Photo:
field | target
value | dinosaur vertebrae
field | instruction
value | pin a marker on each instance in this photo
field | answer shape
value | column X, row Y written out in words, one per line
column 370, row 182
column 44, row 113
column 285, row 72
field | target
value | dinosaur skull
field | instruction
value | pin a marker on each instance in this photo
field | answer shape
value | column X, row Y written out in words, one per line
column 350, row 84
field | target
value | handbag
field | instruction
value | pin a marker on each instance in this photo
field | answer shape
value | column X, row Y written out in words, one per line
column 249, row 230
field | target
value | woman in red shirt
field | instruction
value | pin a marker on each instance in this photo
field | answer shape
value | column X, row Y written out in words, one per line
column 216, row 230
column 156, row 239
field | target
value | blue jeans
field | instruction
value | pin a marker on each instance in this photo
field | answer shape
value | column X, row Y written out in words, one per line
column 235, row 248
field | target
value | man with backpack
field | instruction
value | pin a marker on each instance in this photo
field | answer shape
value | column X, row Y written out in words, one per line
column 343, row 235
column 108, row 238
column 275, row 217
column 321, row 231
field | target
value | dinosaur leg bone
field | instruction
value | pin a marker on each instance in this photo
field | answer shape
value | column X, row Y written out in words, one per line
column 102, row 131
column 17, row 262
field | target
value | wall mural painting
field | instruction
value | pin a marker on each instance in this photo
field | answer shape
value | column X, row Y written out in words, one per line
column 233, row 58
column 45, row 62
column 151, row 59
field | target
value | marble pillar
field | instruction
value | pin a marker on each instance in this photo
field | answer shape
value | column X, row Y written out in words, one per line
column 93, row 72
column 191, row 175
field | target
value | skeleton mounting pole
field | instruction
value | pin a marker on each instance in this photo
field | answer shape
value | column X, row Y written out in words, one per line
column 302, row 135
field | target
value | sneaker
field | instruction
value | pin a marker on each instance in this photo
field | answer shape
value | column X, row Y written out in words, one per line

-=-=-=-=-

Write out again everything from the start of the entries down to and including the line that contains "column 302, row 135". Keep every line unchanged.

Photo:
field | target
value | dinosaur vertebrae
field | instruction
value | pin a marker on each instance in this photo
field | answer shape
value | column X, row Y written out in words, one per line
column 370, row 182
column 44, row 113
column 285, row 72
field | target
value | dinosaur skull
field | instruction
value | pin a marker on each instance in this photo
field | answer shape
value | column X, row Y written out in words, one per line
column 350, row 84
field | target
value | handbag
field | instruction
value | pin a marker on each instance in this photo
field | answer shape
value | column X, row Y written out in words, one per line
column 249, row 230
field | target
value | woman in red shirt
field | instruction
value | pin a marker on each instance in this photo
field | answer shape
value | column X, row Y written out in words, one per line
column 216, row 230
column 156, row 239
field | target
value | blue jeans
field | instruction
value | pin a marker on each instance in this photo
field | answer shape
value | column X, row Y written out in words, one per line
column 235, row 248
field | target
value | man with backpack
field | instruction
value | pin a marker on each instance in this photo
field | answer shape
value | column X, row Y written out in words, one per line
column 343, row 235
column 108, row 238
column 275, row 217
column 321, row 231
field | target
value | dinosaur leg bone
field | instruction
value | pin a marker on each instance in this photo
field | answer shape
value | column X, row Y written out in words, one per line
column 102, row 131
column 17, row 262
field | target
value | wall mural painting
field | instruction
value | pin a marker on each instance in this photo
field | answer shape
value | column X, row Y written out in words, one per line
column 233, row 58
column 45, row 62
column 151, row 59
field | target
value | marble pillar
field | instruction
value | pin a marker on each instance in this photo
field | answer shape
value | column X, row Y written out in words, one per line
column 93, row 72
column 191, row 175
field | target
value | skeleton mounting pole
field | instruction
value | pin a marker on each instance in this photo
field | answer shape
value | column X, row Y written out in words, one per line
column 302, row 135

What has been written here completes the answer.